待办任务 -
1. 根据网页摘录，冯彩云每天从北京南城坐车到昌平七里渠要花多长时间？
2. 请列出网页摘录中出现的所有具体地名。

网页摘录 -
::::
冯彩云在首都疯狂地找了几天,听说哪里有交通事故或郊外发现尸体,就急急忙忙赶去看。有外地人指点她到昌平七里渠收容遣送站看看。冯彩云好不容易找到离城30公里的收容站,那里已经下班。次日,冯彩云早早地来了,得到的答复是:“我们收到你要的人,会送到合肥遣送站,你回去等吧。”此后十几天,每天早晨四点,68岁的乡下老太太冯彩云从北京南城坐3个小时的车到昌平七里渠,两个馒头一碗水是她一天的食物,得到的回答就是:“回去等。”

冯彩云找到该收容站让被收容人员劳动的地方,没法靠近,因为有警察,她只能站在不近不远的地方看每一个干活的人,看姿势有没有像她儿子的。
::::
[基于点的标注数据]
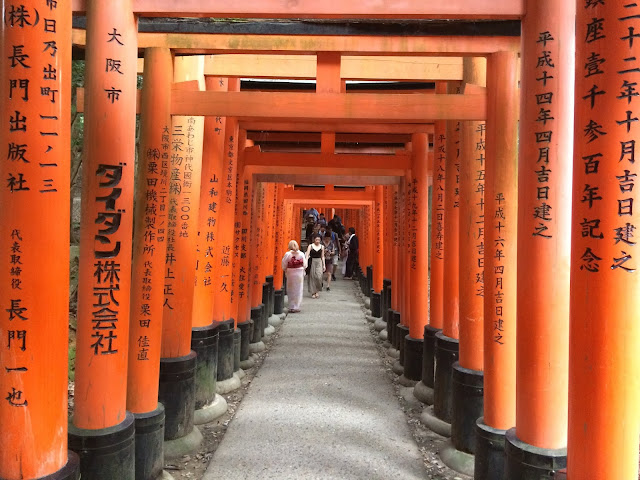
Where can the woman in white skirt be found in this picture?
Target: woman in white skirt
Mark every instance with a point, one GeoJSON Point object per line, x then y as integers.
{"type": "Point", "coordinates": [294, 264]}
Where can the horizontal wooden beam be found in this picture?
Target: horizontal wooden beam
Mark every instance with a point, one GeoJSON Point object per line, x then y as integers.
{"type": "Point", "coordinates": [330, 107]}
{"type": "Point", "coordinates": [319, 126]}
{"type": "Point", "coordinates": [434, 46]}
{"type": "Point", "coordinates": [352, 68]}
{"type": "Point", "coordinates": [311, 137]}
{"type": "Point", "coordinates": [298, 178]}
{"type": "Point", "coordinates": [339, 9]}
{"type": "Point", "coordinates": [332, 162]}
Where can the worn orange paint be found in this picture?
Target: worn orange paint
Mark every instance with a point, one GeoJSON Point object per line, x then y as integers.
{"type": "Point", "coordinates": [330, 107]}
{"type": "Point", "coordinates": [472, 245]}
{"type": "Point", "coordinates": [501, 230]}
{"type": "Point", "coordinates": [310, 44]}
{"type": "Point", "coordinates": [418, 202]}
{"type": "Point", "coordinates": [186, 145]}
{"type": "Point", "coordinates": [544, 236]}
{"type": "Point", "coordinates": [108, 176]}
{"type": "Point", "coordinates": [604, 424]}
{"type": "Point", "coordinates": [149, 241]}
{"type": "Point", "coordinates": [34, 239]}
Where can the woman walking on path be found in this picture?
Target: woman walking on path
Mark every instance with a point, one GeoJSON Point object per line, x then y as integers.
{"type": "Point", "coordinates": [329, 254]}
{"type": "Point", "coordinates": [315, 261]}
{"type": "Point", "coordinates": [294, 263]}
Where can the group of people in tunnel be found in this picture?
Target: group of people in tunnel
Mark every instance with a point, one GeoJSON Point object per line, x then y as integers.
{"type": "Point", "coordinates": [328, 242]}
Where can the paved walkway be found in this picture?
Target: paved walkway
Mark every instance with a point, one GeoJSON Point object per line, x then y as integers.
{"type": "Point", "coordinates": [321, 406]}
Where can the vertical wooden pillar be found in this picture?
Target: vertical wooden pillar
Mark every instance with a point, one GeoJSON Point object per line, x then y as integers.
{"type": "Point", "coordinates": [104, 276]}
{"type": "Point", "coordinates": [501, 206]}
{"type": "Point", "coordinates": [467, 376]}
{"type": "Point", "coordinates": [544, 216]}
{"type": "Point", "coordinates": [605, 305]}
{"type": "Point", "coordinates": [148, 265]}
{"type": "Point", "coordinates": [34, 239]}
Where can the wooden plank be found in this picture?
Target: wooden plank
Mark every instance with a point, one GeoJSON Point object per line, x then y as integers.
{"type": "Point", "coordinates": [361, 45]}
{"type": "Point", "coordinates": [331, 107]}
{"type": "Point", "coordinates": [339, 9]}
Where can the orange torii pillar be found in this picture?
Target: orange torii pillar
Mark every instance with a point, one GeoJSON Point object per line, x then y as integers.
{"type": "Point", "coordinates": [377, 239]}
{"type": "Point", "coordinates": [605, 305]}
{"type": "Point", "coordinates": [467, 376]}
{"type": "Point", "coordinates": [34, 226]}
{"type": "Point", "coordinates": [242, 249]}
{"type": "Point", "coordinates": [438, 418]}
{"type": "Point", "coordinates": [179, 361]}
{"type": "Point", "coordinates": [280, 249]}
{"type": "Point", "coordinates": [418, 202]}
{"type": "Point", "coordinates": [501, 206]}
{"type": "Point", "coordinates": [257, 242]}
{"type": "Point", "coordinates": [227, 380]}
{"type": "Point", "coordinates": [402, 328]}
{"type": "Point", "coordinates": [205, 332]}
{"type": "Point", "coordinates": [423, 390]}
{"type": "Point", "coordinates": [393, 314]}
{"type": "Point", "coordinates": [537, 445]}
{"type": "Point", "coordinates": [102, 430]}
{"type": "Point", "coordinates": [148, 268]}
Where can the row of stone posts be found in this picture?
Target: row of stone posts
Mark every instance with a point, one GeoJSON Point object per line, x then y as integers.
{"type": "Point", "coordinates": [526, 343]}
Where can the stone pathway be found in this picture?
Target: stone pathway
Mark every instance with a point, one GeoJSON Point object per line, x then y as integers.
{"type": "Point", "coordinates": [321, 406]}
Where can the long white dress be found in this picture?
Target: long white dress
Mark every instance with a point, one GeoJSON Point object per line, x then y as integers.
{"type": "Point", "coordinates": [295, 277]}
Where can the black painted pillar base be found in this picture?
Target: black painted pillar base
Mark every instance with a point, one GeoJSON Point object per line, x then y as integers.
::::
答复 -
1. 3个小时。

2. 昌平七里渠、合肥、北京南城